Oleh: Edy Mulyadi, Wartawan Senior

Kemarin, Rabu, 2 Juli 2025, Swaranusa7. com-Roy Suryo, dokter Tifa, Rismon Sianipar, Rizal Fadilah, dan Kurnia Tri Royani tak datang ke Mapolda Metro Jaya. Mereka diundang untuk klarifikasi atas laporan sejumlah Termul alias ternak Mulyono karena mempersoalkan ijazah Jokowi.

“Kami sudah putuskan tidak hadir. Undangan klarifikasi tak dikenal dalam KUHAP. Lagi pula, para pelapor itu tidak punya legal standing. Mereka sama sekali tak ada kaitannya dengan ijazah Jokowi,” kata pengacara Ahmad Khozinudin, Koordinator Non Litigasi Tim Advokasi Anti Kriminalisasi Akademisi dan Aktivis.

Memamg ada yang perlu diluruskan dari cara aparat memperlakukan para pahlawan itu. Seperti kata Khozinudin,
undangan klarifikasi bukan panggilan wajib secara hukum. Tidak ada satu pun pasal dalam KUHAP yang mewajibkan seseorang memenuhi undangan klarifikasi. Ini penting, agar publik tidak terjebak oleh narasi-narasi yang menyesatkan, seolah-olah yang tidak hadir itu mangkir. Mereka bukan mangkir. Mereka menggunakan hak konstitusional untuk tidak mengikuti prosedur yang cacat.

Soal singkat 1 — Dalam tulisan tentang undangan klarifikasi di Mapolda Metro Jaya, apa jabatan Ahmad Khozinudin?
Soal singkat 2 — Lanjutkan tulisan tentang undangan klarifikasi di Mapolda Metro Jaya itu, mulai setelah kalimat terakhirnya.

Data tersimpan —
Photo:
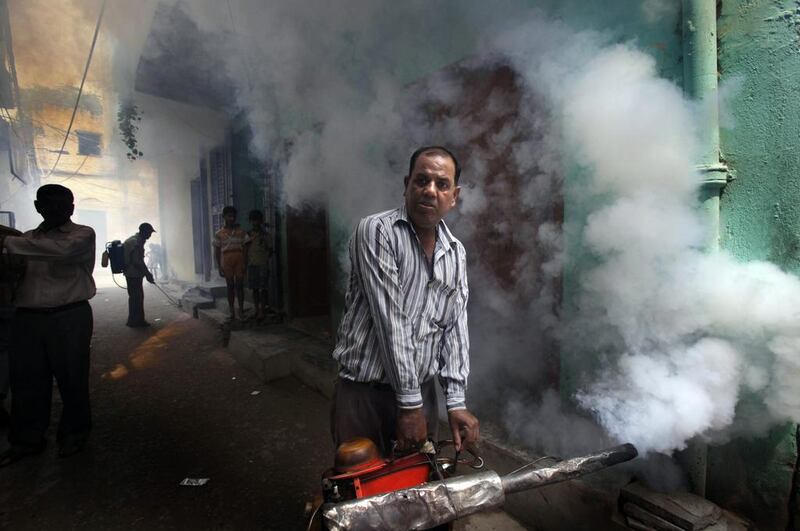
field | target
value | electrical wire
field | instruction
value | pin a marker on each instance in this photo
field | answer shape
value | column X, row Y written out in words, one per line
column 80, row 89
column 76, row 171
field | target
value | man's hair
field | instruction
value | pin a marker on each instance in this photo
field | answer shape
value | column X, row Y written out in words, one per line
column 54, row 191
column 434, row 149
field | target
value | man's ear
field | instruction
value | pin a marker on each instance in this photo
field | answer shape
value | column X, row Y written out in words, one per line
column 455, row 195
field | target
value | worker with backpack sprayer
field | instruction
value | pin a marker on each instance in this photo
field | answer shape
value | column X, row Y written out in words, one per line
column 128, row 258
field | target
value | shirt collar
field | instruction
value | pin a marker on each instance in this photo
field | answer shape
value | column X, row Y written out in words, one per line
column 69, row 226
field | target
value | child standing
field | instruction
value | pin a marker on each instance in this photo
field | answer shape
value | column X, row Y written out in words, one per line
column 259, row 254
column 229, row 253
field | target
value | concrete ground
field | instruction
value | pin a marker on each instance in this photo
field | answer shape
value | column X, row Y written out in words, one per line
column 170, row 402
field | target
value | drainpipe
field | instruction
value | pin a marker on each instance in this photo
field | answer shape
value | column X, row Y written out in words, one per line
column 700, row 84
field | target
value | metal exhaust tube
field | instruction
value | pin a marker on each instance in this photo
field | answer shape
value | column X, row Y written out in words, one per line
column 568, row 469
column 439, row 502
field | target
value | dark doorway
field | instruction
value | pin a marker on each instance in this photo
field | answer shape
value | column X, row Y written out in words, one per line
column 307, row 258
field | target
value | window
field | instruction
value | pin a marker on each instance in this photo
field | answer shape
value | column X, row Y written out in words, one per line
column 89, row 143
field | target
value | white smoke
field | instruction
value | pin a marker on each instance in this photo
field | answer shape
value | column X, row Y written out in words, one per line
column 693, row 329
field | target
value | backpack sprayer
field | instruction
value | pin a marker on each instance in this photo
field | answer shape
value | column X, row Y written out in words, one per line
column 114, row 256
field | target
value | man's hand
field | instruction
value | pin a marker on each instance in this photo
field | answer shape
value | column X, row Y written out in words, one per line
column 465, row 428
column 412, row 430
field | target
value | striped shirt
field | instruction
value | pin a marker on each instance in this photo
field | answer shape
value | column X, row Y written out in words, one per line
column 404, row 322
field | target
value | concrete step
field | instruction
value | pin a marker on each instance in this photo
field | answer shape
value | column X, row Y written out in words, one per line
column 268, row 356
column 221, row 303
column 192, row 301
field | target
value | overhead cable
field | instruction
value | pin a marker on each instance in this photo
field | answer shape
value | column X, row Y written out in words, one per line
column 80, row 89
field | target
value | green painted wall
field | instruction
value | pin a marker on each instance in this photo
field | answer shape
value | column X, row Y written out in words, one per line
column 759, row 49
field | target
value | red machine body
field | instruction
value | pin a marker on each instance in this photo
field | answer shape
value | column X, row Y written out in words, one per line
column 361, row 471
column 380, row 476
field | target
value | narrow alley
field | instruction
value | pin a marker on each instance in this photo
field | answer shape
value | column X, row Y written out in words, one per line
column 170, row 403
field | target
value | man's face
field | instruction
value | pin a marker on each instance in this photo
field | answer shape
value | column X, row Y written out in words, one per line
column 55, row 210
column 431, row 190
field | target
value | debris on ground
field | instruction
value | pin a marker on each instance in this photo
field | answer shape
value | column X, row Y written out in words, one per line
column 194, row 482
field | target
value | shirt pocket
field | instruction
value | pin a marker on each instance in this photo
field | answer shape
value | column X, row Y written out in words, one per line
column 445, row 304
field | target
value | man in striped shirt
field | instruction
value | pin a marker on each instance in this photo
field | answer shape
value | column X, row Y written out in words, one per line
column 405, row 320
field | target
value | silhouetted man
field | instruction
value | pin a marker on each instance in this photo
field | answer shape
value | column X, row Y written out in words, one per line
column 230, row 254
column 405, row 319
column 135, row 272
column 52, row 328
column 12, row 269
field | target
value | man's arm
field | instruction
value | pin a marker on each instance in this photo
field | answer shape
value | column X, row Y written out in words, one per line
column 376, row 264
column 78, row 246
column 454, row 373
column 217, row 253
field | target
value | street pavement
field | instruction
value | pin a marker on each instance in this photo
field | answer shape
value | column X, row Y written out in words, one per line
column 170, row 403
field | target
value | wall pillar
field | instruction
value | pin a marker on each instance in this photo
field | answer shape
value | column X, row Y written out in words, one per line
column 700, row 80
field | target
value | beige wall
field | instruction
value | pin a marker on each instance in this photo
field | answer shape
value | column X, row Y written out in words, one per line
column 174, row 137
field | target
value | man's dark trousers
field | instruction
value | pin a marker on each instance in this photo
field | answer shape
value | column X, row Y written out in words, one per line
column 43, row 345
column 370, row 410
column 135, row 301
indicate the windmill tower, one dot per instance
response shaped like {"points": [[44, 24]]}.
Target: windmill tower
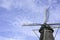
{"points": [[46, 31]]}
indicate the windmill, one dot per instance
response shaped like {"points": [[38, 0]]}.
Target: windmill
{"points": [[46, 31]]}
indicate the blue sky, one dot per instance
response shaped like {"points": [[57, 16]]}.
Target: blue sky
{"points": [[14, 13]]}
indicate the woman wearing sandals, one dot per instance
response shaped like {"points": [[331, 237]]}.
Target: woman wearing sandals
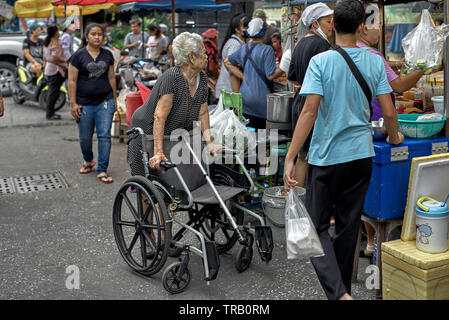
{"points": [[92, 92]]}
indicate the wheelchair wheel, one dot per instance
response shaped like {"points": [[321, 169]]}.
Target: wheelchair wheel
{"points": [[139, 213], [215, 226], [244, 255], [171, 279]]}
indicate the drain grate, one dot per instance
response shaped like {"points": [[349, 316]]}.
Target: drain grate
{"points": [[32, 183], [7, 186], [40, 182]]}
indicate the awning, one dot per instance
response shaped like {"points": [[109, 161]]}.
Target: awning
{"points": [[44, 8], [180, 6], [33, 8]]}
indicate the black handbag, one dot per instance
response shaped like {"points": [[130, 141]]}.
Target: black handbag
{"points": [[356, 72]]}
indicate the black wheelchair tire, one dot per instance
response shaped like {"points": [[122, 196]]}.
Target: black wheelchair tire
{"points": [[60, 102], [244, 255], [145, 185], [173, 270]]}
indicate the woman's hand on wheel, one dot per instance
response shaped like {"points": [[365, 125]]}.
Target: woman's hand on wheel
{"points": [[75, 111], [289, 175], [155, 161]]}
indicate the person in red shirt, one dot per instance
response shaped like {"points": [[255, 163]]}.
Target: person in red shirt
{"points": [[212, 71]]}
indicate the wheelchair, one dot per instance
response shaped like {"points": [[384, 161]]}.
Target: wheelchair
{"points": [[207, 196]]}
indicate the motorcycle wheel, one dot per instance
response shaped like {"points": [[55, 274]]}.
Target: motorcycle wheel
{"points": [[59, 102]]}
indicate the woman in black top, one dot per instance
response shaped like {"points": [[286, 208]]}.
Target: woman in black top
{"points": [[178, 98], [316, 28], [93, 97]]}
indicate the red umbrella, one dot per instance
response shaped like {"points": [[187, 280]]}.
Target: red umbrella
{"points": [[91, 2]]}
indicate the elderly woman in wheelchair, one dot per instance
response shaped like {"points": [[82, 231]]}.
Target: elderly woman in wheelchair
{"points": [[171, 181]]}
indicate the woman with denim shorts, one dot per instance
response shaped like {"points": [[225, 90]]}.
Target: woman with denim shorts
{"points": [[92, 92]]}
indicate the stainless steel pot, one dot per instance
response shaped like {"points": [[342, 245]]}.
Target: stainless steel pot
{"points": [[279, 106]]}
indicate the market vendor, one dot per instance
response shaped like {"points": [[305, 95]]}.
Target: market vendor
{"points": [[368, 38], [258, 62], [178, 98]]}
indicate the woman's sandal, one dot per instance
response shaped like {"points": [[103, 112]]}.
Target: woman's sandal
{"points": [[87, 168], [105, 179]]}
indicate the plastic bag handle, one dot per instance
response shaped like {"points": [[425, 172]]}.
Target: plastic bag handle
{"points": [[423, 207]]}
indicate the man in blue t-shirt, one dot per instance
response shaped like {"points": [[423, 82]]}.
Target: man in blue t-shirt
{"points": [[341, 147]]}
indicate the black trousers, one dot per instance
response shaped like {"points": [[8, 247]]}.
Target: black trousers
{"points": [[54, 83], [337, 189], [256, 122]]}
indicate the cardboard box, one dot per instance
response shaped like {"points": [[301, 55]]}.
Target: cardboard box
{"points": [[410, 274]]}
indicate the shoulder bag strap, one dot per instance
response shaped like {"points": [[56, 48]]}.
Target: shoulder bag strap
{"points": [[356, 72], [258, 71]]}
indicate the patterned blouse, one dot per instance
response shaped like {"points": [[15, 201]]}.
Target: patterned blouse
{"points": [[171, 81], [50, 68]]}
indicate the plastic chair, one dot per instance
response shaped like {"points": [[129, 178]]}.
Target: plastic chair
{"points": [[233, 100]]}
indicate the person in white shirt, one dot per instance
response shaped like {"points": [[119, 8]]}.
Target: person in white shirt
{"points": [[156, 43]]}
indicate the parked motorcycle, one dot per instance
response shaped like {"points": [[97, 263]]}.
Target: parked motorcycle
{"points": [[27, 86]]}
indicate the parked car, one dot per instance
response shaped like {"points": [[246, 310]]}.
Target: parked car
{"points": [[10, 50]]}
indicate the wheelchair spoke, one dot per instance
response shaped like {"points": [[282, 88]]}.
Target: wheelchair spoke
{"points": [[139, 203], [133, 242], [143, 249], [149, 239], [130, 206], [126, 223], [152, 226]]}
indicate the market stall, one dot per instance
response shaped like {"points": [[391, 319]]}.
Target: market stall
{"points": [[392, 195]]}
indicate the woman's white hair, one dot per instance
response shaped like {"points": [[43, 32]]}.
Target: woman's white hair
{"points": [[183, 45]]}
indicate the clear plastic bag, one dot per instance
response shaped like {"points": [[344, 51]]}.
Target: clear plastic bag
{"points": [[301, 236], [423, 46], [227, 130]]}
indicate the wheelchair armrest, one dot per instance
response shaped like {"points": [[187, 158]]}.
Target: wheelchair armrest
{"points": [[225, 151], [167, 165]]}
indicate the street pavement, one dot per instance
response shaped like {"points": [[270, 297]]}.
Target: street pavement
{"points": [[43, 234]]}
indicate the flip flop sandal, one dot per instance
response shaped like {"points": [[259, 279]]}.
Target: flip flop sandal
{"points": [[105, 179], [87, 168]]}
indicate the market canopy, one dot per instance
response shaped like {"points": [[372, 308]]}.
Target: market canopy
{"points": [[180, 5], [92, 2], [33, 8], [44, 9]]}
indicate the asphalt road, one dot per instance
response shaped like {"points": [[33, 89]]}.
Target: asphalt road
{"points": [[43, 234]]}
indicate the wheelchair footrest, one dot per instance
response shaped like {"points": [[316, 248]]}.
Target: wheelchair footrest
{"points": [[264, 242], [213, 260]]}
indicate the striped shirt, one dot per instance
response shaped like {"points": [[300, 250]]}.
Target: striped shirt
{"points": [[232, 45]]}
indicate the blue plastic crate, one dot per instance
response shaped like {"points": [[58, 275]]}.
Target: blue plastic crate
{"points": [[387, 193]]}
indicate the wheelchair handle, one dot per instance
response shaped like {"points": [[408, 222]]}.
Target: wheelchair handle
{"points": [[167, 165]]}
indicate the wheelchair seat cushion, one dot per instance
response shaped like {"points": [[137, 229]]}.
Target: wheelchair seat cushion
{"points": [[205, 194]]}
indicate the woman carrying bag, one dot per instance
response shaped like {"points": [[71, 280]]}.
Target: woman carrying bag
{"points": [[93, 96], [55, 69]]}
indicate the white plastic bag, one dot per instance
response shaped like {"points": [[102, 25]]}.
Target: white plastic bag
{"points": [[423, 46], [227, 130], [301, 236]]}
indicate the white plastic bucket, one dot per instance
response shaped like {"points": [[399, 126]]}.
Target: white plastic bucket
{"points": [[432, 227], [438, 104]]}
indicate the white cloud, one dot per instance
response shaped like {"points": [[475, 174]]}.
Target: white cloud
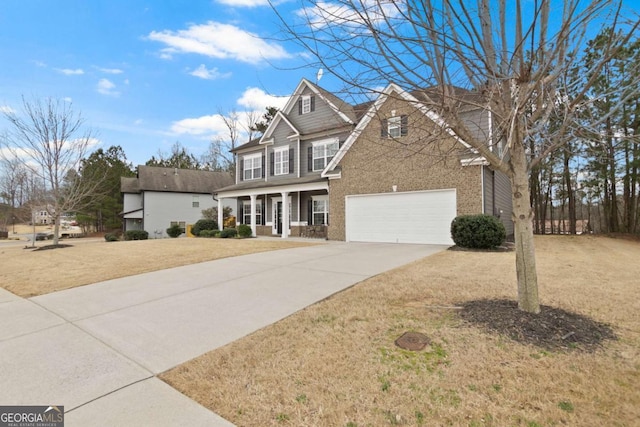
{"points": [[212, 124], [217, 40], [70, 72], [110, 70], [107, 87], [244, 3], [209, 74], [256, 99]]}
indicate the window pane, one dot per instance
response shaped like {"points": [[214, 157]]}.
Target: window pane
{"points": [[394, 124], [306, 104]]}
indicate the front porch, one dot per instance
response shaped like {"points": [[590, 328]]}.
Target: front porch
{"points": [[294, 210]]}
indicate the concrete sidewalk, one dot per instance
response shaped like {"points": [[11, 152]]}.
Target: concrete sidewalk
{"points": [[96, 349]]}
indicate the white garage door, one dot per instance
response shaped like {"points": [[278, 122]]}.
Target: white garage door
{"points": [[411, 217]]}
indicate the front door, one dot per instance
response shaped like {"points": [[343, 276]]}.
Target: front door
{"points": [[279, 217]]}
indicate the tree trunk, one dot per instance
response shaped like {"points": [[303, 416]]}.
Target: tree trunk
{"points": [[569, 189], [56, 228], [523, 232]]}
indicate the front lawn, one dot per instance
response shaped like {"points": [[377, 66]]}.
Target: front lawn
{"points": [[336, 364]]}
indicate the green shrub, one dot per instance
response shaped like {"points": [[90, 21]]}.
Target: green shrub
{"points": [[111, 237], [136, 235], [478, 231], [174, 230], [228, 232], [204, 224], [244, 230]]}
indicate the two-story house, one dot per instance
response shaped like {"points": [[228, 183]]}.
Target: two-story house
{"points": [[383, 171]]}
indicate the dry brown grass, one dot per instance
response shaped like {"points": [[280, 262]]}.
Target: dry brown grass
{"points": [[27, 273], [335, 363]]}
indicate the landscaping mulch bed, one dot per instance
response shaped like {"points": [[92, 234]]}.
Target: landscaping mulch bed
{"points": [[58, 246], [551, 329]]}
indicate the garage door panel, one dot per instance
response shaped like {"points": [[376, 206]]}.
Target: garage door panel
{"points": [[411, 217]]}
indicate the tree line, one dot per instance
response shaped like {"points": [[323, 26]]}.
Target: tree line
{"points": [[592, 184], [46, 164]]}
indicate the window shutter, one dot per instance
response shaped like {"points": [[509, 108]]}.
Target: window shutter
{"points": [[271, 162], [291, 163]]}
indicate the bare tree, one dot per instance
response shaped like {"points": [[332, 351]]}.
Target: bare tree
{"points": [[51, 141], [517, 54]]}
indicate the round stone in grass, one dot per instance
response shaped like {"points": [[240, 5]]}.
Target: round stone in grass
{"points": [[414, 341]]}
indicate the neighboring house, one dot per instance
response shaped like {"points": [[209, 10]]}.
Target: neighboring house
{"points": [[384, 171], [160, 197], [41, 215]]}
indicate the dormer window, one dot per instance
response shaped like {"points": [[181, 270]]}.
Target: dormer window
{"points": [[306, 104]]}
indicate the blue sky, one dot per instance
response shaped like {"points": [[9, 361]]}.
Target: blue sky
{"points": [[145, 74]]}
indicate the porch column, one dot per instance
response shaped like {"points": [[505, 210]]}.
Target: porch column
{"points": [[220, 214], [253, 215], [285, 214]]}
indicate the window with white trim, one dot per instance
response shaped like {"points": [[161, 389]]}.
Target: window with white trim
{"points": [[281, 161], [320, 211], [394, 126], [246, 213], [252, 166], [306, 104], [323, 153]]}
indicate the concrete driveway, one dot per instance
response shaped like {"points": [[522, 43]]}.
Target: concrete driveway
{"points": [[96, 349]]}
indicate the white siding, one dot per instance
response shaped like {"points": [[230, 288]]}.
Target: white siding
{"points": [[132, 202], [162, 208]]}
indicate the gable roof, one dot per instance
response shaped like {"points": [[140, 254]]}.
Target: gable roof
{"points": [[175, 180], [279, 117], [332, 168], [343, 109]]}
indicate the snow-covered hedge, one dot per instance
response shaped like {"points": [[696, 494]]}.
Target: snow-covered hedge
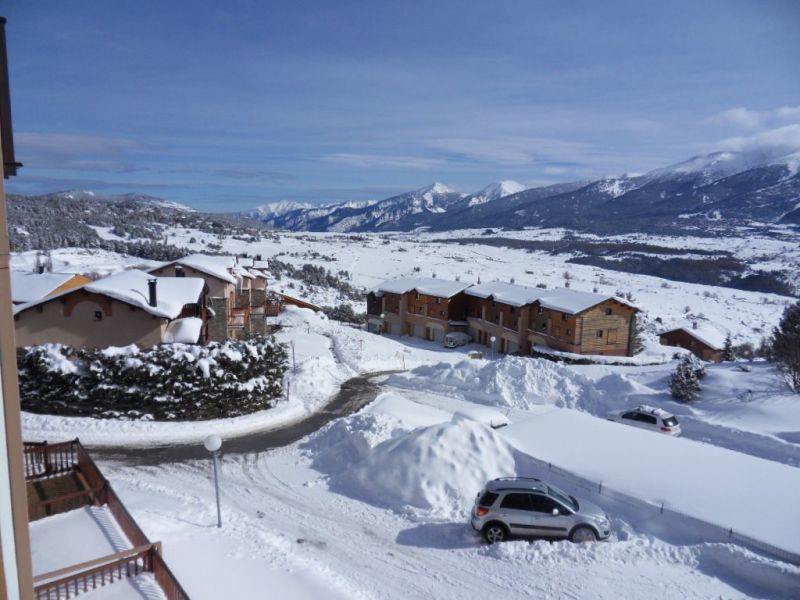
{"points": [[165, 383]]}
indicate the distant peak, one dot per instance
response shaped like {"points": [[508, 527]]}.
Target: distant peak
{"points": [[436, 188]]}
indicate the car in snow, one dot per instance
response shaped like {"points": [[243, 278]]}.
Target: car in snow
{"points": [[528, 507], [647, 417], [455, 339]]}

Jawaban yang diharapkan 1 — Ia pengacara sekaligus Koordinator Non Litigasi Tim Advokasi Anti Kriminalisasi Akademisi dan Aktivis.

Jawaban yang diharapkan 2 —
Para Termul itu memang tidak berkaitan langsung dengan substansi riset maupun aktivitas akademik. Mereka adalah Andi Kurniawan, Kapri Yani, Lechumanan, Karim Rahayaan, Samuel Sueken, serta dua kelompok yang mengatasnamakan Pemuda Patriot Nusantara dan Peradi Bersatu.

Jangankan jadi korban, jadi saksi pun tidak. Tapi polisi langsung memproses laporan mereka. Ini sangat kontras dengan banyaknya laporan masyarakat atas korupsi atau pelanggaran berat lainnya, yang justru lamban atau bahkan dipetieskan.

Inilah potret buruk penegakan hukum di era Jokowi. Ada kesan kuat bahwa hukum dipakai sebagai alat represi. Bukan sebagai sarana keadilan.

Klarifikasi atau Interogasi

Yang juga mengkhawatirkan, undangan klarifikasi selama ini telah disulap jadi alat interogasi. Bukan sekadar tanya jawab ringan. Tapi pemeriksaan mendalam sejak pagi hingga malam. Ini pernah dialami Roy Suryo dan kawan sebelumnya. Ini bukan klarifikasi, tapi sudah menjurus ke intimidasi. Padahal KUHAP tak pernah mengenal mekanisme “klarifikasi” sebagai prosedur resmi dalam proses pidana.

Apakah polisi telah menggunakan jalur non-prosedural untuk menekan para pengeritik? Bila benar, undangan klarifikasi telah menjelma jadi instrumen teror psikologis. Ini sangat serius. Ini pelanggaran HAM. Tidak boleh dibiarkan.

Kalau mekanisme seperti ini diteruskan, bukan mustahil besok-besok siapa pun yang berani buka suara akan dipanggil klarifikasi. Duduk 12 jam di depan penyidik. Ditekan dengan pertanyaan-pertanyaan menyudutkan. Ini represi, bukan penegakan hukum.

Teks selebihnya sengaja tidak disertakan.